_To be done_: Gather every line of the data below that contains the string "granite", and copy each such line as it appears.

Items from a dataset

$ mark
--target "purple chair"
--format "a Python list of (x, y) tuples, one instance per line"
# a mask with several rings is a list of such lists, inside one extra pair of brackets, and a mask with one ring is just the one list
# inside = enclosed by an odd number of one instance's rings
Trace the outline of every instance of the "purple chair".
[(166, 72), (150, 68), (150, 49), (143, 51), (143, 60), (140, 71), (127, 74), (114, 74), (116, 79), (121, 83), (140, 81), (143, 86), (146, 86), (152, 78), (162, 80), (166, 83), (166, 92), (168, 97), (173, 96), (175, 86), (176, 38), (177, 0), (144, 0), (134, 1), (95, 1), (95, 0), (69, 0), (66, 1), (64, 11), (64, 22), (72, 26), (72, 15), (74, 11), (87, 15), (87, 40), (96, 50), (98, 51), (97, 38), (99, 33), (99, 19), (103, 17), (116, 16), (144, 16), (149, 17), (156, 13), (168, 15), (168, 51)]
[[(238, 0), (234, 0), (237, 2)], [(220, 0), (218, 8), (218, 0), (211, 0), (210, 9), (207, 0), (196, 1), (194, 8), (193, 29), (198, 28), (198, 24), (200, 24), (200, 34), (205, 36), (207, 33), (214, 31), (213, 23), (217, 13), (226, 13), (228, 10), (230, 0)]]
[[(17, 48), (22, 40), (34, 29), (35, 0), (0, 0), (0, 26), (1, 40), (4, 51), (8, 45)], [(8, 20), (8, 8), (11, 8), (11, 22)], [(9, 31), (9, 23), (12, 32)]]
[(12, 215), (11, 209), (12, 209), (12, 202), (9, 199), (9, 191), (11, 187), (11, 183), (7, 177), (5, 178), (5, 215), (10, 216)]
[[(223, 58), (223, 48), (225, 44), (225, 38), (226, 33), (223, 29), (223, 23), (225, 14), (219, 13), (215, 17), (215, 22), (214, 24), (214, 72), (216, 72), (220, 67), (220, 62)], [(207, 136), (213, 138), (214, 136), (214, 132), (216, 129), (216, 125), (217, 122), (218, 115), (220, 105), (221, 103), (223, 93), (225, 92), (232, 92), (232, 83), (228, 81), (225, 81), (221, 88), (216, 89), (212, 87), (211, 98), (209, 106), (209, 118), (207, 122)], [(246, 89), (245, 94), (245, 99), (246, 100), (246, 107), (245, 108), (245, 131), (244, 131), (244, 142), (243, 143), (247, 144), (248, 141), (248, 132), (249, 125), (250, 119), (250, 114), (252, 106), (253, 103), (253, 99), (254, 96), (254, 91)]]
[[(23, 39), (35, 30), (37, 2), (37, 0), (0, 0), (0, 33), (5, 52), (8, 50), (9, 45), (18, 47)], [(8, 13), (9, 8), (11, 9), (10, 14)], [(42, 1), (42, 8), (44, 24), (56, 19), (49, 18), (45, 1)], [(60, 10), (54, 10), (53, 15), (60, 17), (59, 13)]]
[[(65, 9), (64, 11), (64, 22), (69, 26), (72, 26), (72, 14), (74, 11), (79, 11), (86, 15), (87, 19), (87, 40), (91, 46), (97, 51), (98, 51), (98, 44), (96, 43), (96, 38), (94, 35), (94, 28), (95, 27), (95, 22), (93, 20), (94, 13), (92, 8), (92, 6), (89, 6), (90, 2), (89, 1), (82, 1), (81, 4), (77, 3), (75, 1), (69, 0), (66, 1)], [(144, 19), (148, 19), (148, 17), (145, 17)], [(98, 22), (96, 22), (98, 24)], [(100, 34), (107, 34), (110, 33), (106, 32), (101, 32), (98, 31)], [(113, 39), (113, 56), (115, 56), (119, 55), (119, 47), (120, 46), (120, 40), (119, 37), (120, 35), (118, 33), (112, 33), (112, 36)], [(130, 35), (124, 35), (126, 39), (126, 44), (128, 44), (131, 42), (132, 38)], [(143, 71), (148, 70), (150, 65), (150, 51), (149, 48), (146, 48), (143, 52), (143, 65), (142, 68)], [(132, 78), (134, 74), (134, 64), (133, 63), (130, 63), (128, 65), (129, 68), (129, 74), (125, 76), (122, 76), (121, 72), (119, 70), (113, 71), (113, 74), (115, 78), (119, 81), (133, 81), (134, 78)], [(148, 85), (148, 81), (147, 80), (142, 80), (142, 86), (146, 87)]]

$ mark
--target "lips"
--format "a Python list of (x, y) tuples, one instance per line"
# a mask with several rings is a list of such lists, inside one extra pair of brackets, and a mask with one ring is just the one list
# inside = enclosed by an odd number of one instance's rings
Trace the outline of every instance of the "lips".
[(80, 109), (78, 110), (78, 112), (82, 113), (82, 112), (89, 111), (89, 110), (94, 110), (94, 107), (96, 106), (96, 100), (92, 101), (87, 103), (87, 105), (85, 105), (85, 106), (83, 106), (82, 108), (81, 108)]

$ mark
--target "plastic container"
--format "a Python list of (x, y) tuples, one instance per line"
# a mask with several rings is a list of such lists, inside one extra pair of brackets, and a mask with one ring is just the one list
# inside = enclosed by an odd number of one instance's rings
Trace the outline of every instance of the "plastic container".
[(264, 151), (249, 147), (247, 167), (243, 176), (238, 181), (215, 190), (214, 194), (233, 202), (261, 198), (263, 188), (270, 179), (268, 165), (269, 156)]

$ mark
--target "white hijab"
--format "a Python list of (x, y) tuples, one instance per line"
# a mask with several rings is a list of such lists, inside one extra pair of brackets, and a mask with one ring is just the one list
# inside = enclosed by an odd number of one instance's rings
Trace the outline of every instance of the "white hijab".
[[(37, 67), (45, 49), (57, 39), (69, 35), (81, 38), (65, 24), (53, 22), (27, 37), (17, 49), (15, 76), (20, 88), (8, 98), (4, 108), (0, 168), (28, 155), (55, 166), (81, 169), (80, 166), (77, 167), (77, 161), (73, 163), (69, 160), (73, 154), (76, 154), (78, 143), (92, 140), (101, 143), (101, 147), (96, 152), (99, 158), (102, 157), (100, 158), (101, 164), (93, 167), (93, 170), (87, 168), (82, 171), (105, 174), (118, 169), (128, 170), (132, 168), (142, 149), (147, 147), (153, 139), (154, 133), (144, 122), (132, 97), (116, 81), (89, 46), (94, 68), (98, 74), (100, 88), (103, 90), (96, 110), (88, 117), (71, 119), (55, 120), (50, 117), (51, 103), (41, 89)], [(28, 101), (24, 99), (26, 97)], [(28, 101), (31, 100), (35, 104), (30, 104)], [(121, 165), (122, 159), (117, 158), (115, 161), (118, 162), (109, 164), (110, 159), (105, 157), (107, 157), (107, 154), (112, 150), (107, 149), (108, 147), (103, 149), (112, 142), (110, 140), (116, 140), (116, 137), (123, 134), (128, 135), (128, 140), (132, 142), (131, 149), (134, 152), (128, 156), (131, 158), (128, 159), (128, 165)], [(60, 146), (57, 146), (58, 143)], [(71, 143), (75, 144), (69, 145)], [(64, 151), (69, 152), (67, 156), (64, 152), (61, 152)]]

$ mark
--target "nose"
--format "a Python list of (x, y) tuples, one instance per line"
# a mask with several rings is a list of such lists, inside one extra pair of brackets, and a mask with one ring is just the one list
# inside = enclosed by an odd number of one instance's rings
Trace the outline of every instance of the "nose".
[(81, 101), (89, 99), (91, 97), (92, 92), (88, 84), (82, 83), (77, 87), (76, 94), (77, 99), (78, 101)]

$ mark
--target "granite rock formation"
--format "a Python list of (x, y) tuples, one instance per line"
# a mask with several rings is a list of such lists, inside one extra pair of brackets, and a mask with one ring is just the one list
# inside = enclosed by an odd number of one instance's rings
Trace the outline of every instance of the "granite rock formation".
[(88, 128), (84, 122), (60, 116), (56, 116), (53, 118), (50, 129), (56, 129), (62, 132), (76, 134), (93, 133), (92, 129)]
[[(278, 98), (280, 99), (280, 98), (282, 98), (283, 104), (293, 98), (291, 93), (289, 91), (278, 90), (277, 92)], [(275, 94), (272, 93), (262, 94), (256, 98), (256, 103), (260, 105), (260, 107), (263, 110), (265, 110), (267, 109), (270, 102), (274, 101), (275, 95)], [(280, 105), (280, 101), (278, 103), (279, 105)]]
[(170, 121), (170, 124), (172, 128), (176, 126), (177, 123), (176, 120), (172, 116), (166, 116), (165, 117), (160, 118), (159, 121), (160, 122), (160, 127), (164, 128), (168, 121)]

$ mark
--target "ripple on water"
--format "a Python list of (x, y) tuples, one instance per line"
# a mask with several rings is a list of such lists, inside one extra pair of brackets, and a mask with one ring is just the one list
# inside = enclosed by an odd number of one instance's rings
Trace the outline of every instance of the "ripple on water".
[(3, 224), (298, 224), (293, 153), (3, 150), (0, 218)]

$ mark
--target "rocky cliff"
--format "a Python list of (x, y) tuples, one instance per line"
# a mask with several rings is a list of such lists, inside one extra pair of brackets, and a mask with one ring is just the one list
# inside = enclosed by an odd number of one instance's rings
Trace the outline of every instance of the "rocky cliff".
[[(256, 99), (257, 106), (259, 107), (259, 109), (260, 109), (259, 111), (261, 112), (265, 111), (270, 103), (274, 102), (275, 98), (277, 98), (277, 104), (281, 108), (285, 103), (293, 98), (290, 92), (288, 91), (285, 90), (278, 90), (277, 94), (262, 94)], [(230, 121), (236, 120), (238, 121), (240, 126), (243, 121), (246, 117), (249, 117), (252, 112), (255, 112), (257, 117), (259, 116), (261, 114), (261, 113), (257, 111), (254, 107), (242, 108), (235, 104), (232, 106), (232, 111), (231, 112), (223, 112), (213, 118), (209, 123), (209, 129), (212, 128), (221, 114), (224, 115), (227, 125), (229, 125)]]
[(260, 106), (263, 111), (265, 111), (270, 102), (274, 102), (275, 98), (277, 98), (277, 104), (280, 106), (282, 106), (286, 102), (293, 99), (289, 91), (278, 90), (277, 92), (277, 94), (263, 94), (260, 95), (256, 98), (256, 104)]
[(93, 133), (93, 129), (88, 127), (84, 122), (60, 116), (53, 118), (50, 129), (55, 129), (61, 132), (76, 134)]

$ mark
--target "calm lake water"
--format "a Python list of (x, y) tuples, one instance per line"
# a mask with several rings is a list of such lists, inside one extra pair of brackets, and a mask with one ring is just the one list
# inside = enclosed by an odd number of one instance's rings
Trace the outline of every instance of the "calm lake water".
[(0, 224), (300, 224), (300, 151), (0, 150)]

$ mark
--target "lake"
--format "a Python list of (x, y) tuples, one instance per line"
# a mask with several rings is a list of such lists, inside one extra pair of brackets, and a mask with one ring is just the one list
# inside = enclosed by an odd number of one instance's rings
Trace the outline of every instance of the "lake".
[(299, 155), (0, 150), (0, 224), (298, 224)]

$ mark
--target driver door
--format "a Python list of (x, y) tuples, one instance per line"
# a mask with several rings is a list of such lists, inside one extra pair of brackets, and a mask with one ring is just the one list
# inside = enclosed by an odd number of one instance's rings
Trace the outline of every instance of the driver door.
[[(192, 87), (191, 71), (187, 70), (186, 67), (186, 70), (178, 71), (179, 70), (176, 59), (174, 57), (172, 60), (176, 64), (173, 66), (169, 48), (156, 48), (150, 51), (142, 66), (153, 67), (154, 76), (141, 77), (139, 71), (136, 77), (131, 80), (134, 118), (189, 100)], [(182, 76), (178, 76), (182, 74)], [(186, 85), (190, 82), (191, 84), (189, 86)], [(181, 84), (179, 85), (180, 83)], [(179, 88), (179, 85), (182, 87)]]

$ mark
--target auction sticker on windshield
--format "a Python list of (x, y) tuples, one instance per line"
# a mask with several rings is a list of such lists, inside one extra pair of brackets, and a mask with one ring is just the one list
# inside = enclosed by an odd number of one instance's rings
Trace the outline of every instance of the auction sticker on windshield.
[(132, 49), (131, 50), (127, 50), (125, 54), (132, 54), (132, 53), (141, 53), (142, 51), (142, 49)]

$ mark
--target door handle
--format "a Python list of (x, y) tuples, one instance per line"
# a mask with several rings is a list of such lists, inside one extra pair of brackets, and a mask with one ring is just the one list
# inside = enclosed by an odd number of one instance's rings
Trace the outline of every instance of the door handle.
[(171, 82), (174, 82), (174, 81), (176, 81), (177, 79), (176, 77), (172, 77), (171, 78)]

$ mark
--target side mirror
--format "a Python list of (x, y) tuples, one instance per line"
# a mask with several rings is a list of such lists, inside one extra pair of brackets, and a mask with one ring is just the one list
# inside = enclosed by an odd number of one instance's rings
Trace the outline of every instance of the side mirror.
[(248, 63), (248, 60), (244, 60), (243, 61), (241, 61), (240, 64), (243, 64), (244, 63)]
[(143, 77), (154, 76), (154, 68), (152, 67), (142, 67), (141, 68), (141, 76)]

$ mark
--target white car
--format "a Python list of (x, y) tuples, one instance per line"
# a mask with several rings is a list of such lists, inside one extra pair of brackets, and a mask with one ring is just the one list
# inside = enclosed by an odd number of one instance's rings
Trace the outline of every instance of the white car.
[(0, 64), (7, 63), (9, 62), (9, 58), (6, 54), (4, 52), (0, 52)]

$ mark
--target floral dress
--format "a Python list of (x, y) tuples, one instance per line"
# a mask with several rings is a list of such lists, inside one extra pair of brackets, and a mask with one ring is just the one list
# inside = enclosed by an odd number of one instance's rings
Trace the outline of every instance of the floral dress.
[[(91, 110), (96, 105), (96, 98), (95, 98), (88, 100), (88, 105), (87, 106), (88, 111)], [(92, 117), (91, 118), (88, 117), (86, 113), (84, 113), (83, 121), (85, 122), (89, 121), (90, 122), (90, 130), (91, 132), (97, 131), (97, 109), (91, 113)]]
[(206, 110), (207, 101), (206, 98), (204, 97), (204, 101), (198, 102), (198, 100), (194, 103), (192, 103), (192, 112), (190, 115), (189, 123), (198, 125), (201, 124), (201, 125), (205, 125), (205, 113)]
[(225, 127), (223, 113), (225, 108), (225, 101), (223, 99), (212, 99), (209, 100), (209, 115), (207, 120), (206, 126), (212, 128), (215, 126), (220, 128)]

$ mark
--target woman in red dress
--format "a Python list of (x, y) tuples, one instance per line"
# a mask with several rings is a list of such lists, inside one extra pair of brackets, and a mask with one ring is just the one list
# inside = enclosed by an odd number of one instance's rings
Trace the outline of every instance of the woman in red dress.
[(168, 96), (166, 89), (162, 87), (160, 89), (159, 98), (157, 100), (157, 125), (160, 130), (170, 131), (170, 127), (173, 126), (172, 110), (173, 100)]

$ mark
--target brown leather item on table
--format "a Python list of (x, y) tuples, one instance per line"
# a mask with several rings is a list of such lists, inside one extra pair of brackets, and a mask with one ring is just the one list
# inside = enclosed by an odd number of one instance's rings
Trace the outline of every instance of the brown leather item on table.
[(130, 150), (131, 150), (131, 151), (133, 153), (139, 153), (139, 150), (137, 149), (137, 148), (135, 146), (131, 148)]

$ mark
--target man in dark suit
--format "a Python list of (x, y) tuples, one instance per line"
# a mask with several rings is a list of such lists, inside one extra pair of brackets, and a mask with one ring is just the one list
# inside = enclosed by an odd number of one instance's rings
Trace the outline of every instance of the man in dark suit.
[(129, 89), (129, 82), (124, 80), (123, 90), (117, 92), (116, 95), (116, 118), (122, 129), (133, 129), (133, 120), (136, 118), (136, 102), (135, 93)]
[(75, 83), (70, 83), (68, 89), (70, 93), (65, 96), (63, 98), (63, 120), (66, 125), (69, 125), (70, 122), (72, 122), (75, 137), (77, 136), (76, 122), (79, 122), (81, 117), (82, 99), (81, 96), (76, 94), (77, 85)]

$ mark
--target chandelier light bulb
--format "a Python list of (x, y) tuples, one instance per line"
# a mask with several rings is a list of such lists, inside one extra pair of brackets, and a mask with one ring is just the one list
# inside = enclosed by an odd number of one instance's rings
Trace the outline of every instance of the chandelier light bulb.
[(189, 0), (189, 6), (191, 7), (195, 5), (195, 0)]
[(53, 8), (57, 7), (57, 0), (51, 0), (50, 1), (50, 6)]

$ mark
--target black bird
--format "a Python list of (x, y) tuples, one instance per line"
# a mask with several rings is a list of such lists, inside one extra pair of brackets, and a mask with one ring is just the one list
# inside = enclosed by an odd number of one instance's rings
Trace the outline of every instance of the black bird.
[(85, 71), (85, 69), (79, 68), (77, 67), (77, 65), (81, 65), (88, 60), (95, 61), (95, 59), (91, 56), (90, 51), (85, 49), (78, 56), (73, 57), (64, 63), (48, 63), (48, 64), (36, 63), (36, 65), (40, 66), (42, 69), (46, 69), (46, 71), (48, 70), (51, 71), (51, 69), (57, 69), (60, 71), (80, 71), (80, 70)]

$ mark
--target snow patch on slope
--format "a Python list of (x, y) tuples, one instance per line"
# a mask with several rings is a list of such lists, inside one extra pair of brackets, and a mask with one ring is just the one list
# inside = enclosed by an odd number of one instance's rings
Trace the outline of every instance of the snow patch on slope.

_Answer to the problem_:
--target "granite rock formation"
Trace the outline of every instance of the "granite rock formation".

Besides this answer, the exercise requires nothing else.